BEGIN

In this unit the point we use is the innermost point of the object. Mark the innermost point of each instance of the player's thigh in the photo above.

END
BEGIN

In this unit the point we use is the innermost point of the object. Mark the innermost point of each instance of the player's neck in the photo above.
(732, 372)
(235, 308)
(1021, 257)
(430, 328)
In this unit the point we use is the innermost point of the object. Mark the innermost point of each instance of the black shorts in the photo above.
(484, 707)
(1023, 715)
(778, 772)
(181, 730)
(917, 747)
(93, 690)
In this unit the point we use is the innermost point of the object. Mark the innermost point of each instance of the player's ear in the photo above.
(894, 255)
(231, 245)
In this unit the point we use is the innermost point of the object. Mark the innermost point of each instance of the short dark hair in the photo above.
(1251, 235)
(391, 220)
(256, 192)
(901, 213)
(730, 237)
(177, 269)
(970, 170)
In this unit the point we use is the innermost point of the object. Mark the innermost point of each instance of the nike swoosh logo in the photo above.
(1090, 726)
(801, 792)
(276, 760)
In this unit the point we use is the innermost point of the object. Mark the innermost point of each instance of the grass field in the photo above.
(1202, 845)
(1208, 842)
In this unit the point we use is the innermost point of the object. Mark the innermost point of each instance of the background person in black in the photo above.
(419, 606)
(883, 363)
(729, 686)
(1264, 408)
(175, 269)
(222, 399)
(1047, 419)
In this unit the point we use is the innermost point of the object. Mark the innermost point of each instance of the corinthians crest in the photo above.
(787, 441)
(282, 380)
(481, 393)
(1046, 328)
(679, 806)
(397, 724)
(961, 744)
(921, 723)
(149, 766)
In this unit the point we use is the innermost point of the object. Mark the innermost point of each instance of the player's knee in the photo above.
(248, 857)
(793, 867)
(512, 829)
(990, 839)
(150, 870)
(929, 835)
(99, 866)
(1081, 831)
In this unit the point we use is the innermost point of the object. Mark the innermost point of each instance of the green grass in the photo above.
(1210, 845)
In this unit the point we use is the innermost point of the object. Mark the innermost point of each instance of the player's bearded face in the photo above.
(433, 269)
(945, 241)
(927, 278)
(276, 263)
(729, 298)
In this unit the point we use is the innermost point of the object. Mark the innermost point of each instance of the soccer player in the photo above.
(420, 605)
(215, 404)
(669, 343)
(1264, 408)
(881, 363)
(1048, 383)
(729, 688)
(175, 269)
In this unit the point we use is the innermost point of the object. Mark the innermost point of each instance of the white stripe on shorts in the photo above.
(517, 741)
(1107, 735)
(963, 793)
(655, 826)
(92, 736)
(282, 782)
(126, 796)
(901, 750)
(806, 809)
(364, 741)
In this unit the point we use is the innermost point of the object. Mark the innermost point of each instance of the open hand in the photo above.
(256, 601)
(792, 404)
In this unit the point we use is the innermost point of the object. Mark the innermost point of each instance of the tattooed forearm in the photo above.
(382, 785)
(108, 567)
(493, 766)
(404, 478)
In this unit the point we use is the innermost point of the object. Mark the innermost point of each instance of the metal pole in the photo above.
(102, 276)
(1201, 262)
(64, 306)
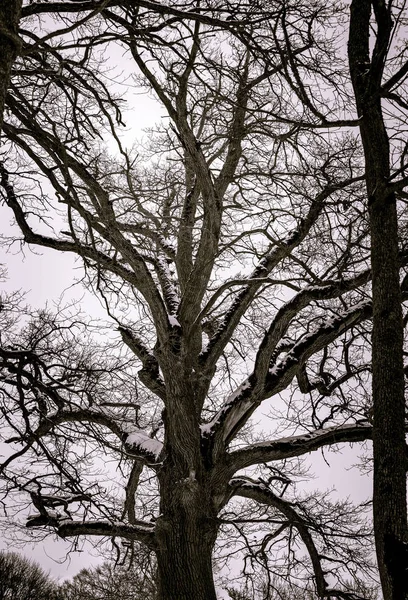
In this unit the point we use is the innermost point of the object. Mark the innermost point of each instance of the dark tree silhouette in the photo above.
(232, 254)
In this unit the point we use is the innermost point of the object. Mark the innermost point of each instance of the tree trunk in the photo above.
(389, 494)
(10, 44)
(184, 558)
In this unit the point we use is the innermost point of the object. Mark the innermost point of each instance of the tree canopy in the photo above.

END

### [REQUIREMENT]
Repeat, character for character, the lines of the material above from the line with "trunk in the photo above." through the line with "canopy in the photo above.".

### [SOLUTION TO THIS EXERCISE]
In this unit the point we use is the innermost point of the object. Mark the innermost point of each instance of the tree trunk in the photo above.
(389, 494)
(10, 44)
(184, 558)
In this unit the point we use is the innermost point of the object. Mark the innermost point of each instance of the tree canopy in the photo above.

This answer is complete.